**EXERCISE BRIEF**:
The response should contain every entry, reproduced exactly.

**AVAILABLE DATA**:
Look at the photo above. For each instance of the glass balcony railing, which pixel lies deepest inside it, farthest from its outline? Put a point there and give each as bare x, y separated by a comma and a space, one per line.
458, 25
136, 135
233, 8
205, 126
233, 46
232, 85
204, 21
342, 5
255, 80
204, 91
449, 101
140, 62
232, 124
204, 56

**ANSWER BOX**:
Look at the photo above. For each instance of the glass balcony railing, which pixel lies deepest inside it, farthest from its outline? Put a point there and give each as bare x, y separated by a comma and a space, one per line.
458, 25
136, 135
233, 8
205, 126
233, 46
232, 85
204, 21
342, 5
255, 80
204, 91
449, 101
140, 62
232, 124
204, 56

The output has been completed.